* _DESCRIPTION OF THE TASK_:
Aside from the pictures, copy the listing exactly.
========================================
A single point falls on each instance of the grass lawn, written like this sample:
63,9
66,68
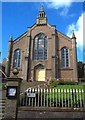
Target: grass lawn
70,87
========================================
* _TASK RESULT_:
A single point falls on each instance of the grass lawn, written like this sample:
63,9
66,68
Target: grass lawn
70,87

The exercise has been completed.